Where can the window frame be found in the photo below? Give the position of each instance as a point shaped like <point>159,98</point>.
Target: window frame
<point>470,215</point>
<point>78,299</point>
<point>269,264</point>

### About this task
Nothing may be dropped or altered. Copy every line above.

### Task solution
Where can the window frame be found in the photo below? Give the position of each instance as a point shaped like <point>159,98</point>.
Target: window frame
<point>470,215</point>
<point>78,299</point>
<point>269,264</point>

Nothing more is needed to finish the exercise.